Burt (Peter Horton) and Vicky (Linda Hamilton) are taking the backroads of Nebraska on their way cross country to Burt's new internship in Seattle.  Their trip is interrupted when they hit and seemingly kill a young boy (Jonas Marlowe) on a lonely stretch of highway.  Burt soon notices something disturbing; the boy was already dead when they hit him, and he is concerned the perpetrators may still be nearby.  Looking for a way to contact the authorities they arrive in the deserted town of Gatlin.

What they don't know is that three years prior the children of Gatlin murdered all the adults at the behest of Isaac (John Franklin), a child preacher who claims to speak for a god called He Who Walks Behind the Rows.  His enforcer Malachai (Courtney Gains) is aware of the couple's approach, and Isaac prepares them to be sacrificed.  Two other children, Job (Robby Kiger) and his sister Sarah (Anne Marie McEvoy), the latter who has precognitive powers, do not believe in Isaac and, while at first powerless, attempt to help the adults, particularly when Isaac's god makes its presence known.

===============

CHALLENGES:
A – Retype the passage of the film plot summary starting at "What they don't" and ending at "its presence known.".
B – According to the film plot summary, in which city is Burt's new internship?
C – Carry on the film plot summary from its last sentence.

DATASET RECORDS:
===============

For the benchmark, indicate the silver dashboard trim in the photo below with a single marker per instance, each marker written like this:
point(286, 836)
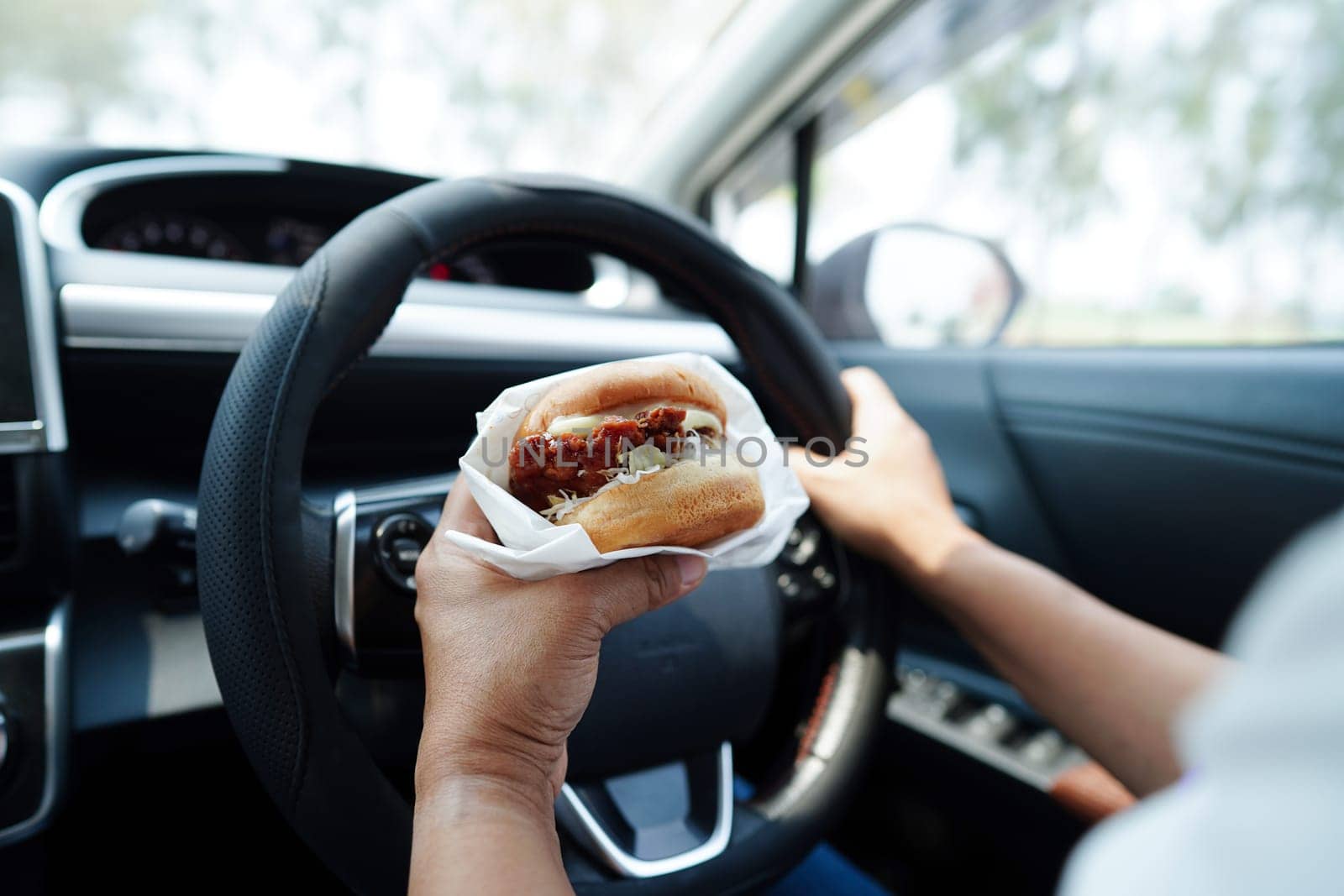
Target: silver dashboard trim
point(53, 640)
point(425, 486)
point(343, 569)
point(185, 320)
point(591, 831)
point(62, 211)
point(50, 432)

===============

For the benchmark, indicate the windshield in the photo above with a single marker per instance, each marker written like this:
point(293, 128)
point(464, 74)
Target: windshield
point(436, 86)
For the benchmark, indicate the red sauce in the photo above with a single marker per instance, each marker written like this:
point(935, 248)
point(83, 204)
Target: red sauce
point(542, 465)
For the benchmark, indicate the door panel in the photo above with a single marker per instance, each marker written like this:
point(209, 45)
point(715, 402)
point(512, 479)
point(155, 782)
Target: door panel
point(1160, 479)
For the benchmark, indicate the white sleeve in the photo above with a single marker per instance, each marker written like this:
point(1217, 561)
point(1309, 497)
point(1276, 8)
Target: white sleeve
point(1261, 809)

===============

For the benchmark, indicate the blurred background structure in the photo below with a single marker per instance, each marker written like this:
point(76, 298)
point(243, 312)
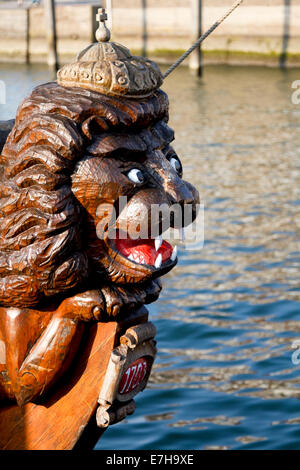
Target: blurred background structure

===============

ANSWERS:
A –
What they don't know is that three years prior the children of Gatlin murdered all the adults at the behest of Isaac (John Franklin), a child preacher who claims to speak for a god called He Who Walks Behind the Rows.  His enforcer Malachai (Courtney Gains) is aware of the couple's approach, and Isaac prepares them to be sacrificed.  Two other children, Job (Robby Kiger) and his sister Sarah (Anne Marie McEvoy), the latter who has precognitive powers, do not believe in Isaac and, while at first powerless, attempt to help the adults, particularly when Isaac's god makes its presence known.

B – Seattle

C –
The short story is one of the least memorable in the Night Shift collection.  While Burt and Vicky aren't exactly the most likeable couple in the movie they are outright terrible in the story, particularly Burt.  That is not out of the ordinary for a Stephen King story, and the problem is there is little in it that does stand out from his other stories.  It is workmanlike, has a few creepy parts and, as usual, a downer ending. 

Job and Sarah were added for the movie, and that may have been because screenwriter George Goldsmith figured the audience needed someone to root for.  When Linda Hamilton questioned the logic of what happens at the end of the movie she was told outright that the audience is supposed to think that Burt and Vicky are as stupid as they appear.  I doubt Burt is as dumb as the line he utters about Joseph already being dead when he "stumbled" into the road, but neither of them does anything particularly smart until right near the end.  Even then it is Job that has to help out to make it work.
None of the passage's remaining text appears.